President
Aetna Inc.
Hartford, Conn.
When Ron Williams joined Aetna in 2001, the major health insurer was in deep financial difficulty. To achieve the company's remarkable turnaround, Williams, who was then executive vice president and head of health operations, employed both hard skills and soft skills.
The need for hard skills was obvious. “We had simply not organized our data into information for meaningful decision making,” Williams explains.
To address the gap, Williams spearheaded the creation of Aetna's Executive Management Information System (EMIS), a powerful data analysis and reporting system that gathers information from across the business to provide detailed reports on a wide variety of performance measures.
The ability to capture information consistently and in real time allows leadership to spot trends early and manage Aetna's expansive business operations more effectively, Williams says.
Yet soft skills proved equally important in a business turnaround that demanded quick action and nearly immediate results. Williams charged Aetna's IT organization to have EMIS up and running within four months — far beyond the expectations of the corporate culture at that time.
“When you ask people to do what is considered undoable, you have to work with them, coach them, and remove barriers,” says Williams. “It all starts with the belief that people want to do the right things. But they may not know how, or may not see a way to circumvent perceived constraints. At Aetna, with 28,000 employees, achieving a turnaround meant large-scale organizational change. To do that, you have to unlock people's discretionary energy. You have to ask them to engage in our collective success, to think of their work as more than just their jobs. A big part of that is sharing a vision that people intrinsically understand and want to work toward.”
Other key elements are values. According to Williams, senior executives must continually talk about values and act as examples. They must also set expectations, and change those expectations over time as various objectives are met and different areas for improvement present themselves.

◆ What this exercise asks ◆
(A) In the profile of Ron Williams above, rewrite the paragraph beginning "Other key elements are values" as a short bulleted list that keeps its main points.
(B) Continue the profile of Ron Williams at Aetna from its final paragraph, keeping the same plain tone.

◆ Raw data ◆
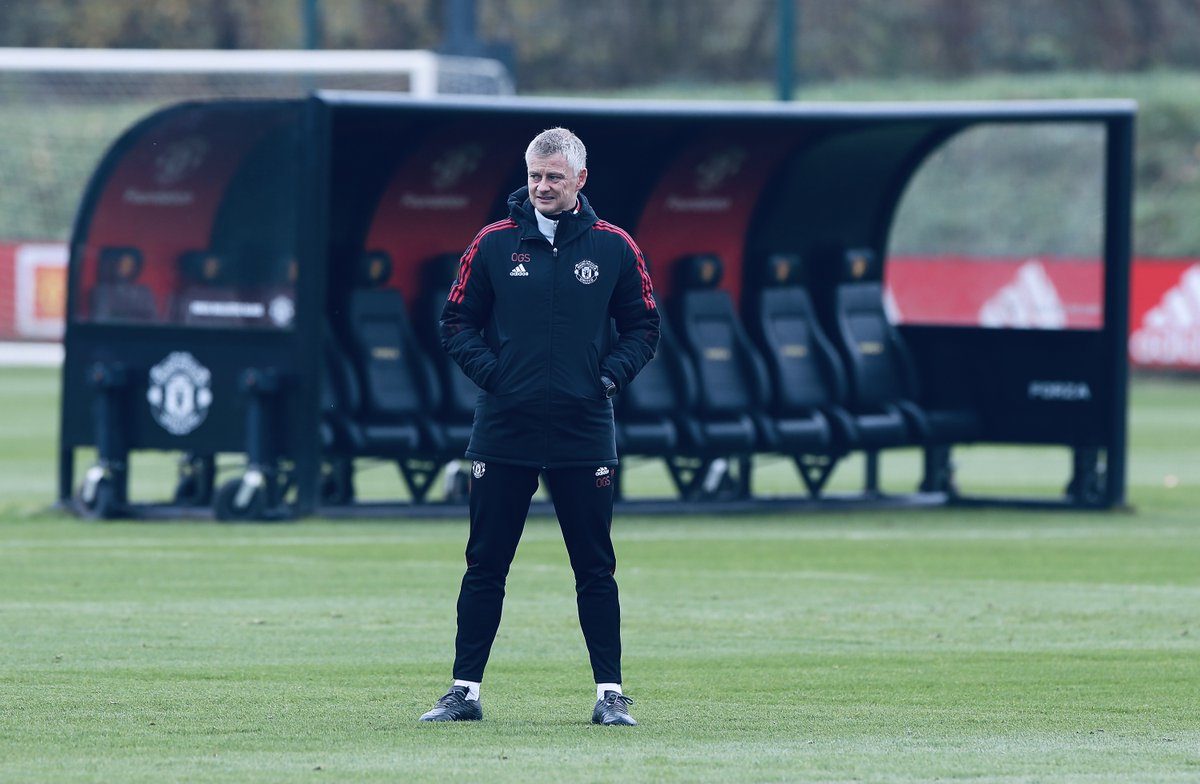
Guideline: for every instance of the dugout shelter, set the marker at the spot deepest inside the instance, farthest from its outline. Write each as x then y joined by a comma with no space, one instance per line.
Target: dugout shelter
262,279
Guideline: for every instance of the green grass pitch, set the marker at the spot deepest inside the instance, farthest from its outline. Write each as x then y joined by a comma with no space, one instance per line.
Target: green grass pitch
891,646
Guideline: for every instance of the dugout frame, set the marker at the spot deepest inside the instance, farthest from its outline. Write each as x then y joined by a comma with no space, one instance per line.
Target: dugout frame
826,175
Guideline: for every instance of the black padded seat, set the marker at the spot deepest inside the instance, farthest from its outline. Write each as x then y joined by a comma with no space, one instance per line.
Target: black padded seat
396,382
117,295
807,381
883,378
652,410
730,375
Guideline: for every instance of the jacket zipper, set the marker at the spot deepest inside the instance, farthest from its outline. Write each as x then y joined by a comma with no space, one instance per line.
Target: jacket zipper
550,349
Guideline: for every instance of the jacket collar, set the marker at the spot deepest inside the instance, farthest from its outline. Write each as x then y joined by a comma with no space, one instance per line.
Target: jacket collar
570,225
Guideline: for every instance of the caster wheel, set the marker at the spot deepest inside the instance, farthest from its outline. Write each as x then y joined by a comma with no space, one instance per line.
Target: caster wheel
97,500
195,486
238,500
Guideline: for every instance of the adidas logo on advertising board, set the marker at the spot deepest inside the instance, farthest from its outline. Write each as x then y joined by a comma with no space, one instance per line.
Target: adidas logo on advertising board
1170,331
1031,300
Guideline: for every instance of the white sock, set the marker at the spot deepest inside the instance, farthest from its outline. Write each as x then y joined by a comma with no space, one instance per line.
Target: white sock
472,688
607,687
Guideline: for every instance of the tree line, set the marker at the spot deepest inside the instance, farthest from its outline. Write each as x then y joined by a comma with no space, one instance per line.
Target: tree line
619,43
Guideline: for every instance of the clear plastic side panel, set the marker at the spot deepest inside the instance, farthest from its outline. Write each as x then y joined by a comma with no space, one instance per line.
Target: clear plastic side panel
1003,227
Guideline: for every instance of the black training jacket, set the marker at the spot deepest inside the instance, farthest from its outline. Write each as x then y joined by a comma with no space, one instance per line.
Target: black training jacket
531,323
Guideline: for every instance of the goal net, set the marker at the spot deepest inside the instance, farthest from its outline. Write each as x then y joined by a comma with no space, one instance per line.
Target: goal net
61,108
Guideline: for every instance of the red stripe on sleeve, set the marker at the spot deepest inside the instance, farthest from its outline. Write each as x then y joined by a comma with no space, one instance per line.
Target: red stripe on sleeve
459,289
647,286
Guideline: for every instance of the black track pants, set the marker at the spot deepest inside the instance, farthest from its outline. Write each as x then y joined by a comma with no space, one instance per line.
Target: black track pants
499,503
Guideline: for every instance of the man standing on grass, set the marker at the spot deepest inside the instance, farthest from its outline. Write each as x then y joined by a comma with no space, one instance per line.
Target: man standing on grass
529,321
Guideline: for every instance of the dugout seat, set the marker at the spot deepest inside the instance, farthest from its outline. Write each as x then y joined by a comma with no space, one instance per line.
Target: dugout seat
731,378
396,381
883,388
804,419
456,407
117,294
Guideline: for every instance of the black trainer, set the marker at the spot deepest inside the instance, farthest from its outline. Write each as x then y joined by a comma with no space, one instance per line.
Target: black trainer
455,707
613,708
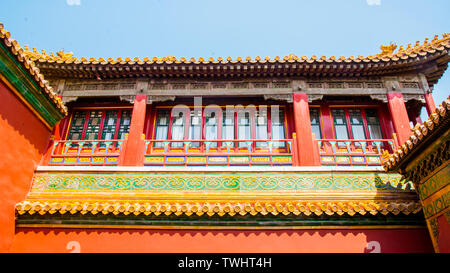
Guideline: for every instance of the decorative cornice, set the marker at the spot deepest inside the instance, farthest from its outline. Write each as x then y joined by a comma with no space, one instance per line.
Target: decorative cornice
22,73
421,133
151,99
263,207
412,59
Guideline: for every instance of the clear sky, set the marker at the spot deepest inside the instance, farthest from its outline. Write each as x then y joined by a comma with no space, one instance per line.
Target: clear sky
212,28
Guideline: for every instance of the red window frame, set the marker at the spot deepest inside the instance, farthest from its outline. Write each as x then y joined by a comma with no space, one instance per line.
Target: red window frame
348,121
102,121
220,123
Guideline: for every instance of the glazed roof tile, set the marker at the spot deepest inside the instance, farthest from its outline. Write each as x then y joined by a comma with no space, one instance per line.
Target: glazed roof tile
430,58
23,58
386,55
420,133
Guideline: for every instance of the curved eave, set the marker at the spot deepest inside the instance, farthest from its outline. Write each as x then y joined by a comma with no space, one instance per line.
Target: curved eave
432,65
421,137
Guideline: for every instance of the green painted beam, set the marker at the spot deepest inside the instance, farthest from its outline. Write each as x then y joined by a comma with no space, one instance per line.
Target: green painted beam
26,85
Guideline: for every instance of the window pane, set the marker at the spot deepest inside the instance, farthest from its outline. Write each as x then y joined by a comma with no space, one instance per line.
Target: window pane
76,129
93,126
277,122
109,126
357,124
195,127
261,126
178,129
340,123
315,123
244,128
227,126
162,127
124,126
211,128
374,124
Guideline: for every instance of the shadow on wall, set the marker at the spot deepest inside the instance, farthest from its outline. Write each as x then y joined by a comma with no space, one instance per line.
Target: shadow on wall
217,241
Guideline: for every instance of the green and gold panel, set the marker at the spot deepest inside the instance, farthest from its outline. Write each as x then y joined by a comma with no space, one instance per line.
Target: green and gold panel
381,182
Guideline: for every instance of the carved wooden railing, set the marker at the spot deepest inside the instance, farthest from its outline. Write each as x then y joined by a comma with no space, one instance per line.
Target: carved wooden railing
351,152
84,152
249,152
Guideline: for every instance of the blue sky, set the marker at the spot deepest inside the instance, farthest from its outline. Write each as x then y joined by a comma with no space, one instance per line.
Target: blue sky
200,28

==

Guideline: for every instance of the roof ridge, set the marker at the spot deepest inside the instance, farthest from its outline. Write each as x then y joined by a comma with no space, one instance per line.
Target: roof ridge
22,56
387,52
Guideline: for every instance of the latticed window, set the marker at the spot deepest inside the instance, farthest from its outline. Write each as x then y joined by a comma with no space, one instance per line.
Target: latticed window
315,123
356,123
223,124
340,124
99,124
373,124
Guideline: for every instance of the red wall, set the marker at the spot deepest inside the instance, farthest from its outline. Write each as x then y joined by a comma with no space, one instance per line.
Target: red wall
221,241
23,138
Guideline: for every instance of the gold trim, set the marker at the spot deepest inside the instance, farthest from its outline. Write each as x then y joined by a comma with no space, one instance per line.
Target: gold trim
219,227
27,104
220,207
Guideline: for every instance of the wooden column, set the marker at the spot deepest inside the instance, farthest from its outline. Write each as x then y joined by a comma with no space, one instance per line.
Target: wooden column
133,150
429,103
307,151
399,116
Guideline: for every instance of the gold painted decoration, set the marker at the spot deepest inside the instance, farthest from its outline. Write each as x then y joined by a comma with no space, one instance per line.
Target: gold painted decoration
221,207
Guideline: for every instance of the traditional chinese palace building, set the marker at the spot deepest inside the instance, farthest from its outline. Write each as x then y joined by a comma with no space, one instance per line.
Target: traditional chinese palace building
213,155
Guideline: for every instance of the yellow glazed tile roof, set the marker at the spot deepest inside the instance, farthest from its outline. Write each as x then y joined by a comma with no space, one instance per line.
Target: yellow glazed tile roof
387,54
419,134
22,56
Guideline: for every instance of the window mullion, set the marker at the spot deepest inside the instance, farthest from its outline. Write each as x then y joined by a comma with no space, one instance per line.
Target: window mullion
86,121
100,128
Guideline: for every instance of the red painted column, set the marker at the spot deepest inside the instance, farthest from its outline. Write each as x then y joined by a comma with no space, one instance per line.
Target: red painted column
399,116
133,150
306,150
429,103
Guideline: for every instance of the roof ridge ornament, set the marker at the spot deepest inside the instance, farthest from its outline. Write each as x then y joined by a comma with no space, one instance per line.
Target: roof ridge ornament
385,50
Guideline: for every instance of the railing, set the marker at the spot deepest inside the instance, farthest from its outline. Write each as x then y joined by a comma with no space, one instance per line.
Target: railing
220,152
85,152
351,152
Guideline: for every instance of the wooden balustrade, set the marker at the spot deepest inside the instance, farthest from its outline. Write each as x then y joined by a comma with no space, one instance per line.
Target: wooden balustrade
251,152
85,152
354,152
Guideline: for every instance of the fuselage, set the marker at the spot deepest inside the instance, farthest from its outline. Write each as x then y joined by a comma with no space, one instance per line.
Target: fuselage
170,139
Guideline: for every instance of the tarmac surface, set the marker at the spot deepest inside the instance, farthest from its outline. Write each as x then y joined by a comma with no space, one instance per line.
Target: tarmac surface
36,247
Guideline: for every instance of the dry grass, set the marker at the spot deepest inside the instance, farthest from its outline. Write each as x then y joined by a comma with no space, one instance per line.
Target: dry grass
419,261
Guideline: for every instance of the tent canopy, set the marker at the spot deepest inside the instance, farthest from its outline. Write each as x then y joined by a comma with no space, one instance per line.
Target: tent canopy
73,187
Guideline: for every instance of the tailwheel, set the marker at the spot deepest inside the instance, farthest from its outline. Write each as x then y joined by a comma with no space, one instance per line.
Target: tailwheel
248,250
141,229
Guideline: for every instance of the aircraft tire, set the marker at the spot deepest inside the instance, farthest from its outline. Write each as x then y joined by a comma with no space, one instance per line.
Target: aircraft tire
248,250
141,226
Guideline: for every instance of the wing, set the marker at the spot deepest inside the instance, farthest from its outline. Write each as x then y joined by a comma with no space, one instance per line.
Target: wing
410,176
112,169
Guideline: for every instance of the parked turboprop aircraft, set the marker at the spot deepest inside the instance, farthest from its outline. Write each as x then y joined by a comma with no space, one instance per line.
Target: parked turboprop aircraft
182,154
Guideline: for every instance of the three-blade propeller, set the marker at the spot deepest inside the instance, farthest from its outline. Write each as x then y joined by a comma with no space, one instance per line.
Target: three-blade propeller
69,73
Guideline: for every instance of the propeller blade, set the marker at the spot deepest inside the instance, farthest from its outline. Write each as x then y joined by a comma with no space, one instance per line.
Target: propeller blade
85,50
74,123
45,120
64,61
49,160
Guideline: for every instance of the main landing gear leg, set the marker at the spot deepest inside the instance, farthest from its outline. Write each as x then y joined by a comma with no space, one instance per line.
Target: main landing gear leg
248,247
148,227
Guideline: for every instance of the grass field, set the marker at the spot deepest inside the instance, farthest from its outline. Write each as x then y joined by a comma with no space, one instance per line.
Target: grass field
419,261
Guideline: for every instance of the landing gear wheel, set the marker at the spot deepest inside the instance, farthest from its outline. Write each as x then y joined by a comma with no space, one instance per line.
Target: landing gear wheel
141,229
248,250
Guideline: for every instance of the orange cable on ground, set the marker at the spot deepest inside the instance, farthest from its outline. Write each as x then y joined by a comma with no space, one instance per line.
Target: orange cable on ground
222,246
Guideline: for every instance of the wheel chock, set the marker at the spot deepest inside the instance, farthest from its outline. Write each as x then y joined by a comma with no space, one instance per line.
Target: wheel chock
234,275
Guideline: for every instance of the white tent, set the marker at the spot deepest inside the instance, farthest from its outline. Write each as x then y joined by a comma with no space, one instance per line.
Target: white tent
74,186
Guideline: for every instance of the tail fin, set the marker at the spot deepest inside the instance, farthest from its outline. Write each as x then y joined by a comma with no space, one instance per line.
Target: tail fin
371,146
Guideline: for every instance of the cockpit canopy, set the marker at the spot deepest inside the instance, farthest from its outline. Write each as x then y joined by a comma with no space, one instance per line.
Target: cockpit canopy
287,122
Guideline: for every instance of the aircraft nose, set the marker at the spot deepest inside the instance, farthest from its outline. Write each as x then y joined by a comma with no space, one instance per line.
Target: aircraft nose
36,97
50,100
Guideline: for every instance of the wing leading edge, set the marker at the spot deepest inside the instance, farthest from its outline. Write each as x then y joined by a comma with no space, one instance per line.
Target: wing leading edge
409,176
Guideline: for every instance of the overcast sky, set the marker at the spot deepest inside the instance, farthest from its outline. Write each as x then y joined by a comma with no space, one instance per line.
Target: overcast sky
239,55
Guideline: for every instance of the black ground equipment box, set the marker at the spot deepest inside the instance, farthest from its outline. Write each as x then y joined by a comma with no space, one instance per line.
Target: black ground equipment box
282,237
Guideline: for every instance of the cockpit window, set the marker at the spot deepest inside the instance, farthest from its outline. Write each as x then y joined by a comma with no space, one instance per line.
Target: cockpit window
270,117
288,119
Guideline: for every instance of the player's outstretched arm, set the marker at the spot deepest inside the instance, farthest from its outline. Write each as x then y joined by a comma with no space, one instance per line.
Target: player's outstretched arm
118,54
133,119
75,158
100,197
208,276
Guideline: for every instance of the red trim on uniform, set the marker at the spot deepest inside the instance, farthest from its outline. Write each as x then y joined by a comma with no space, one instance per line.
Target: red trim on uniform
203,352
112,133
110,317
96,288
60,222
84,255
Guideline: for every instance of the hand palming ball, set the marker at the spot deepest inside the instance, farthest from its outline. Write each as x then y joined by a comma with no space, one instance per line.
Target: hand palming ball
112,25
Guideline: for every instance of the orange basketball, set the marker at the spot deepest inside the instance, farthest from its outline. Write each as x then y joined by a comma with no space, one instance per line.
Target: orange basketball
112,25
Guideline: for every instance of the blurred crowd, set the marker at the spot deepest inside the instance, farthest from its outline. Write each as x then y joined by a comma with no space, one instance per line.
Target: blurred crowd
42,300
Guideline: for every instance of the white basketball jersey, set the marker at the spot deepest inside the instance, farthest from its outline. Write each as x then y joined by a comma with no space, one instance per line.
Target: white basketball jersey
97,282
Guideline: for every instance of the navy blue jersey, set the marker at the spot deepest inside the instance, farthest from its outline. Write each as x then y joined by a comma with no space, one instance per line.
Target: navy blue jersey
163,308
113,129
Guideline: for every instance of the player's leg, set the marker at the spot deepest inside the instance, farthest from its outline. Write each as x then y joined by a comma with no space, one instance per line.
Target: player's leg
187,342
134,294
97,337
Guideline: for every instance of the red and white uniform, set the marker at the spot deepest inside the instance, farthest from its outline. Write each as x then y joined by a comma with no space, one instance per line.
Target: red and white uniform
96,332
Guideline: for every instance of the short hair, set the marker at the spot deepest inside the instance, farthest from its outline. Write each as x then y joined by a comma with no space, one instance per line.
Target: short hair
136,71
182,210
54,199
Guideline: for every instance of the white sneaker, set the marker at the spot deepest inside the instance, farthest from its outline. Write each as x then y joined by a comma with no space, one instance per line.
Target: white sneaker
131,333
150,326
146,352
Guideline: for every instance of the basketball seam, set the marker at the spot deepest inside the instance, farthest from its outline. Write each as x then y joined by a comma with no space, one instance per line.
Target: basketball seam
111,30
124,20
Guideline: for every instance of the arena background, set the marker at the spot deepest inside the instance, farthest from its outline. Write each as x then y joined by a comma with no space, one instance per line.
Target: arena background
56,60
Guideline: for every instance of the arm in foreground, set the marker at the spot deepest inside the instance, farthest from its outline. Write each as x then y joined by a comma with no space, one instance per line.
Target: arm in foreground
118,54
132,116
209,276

◆ Task-by-task results ◆
(A)
- Values are another key element.
- Senior executives must keep talking about values and set an example.
- They must set expectations.
- They must change those expectations over time as objectives are met and new areas for improvement appear.

(B)
Williams discovered his interest in business while in graduate school in clinical psychology at Roosevelt University, where he also earned his undergraduate degree.
After MIT Sloan, he gravitated to the growth industries of information technology and health care. These experiences meshed at Aetna, where, Williams points out, the IT organization would be among the nation's largest technology companies if it were a separate business.
Information, he says, offers an enormous opportunity to raise the quality of health care in our society. For example, linking data components about an individual — from pharmacy, hospitalization, and laboratory records — can improve care and outcomes by providing the basis for evidence-based decisions on the part of the insurer working together with the physician.
“There's nothing like being put together with some of the brightest people in the world, each with a different point of view,” observes Williams of his experience at MIT Sloan.
He chose MIT Sloan because of the comprehensive approach that transforms specialists into general managers. He particularly values the exposure to senior executives, the high standards, and the level of intellectual curiosity.
“There's just no substitute for the intellectual stimulation, analytical rigor, and global view of business you find at MIT Sloan,” he says. “It's the perfect environment for developing leadership skills.”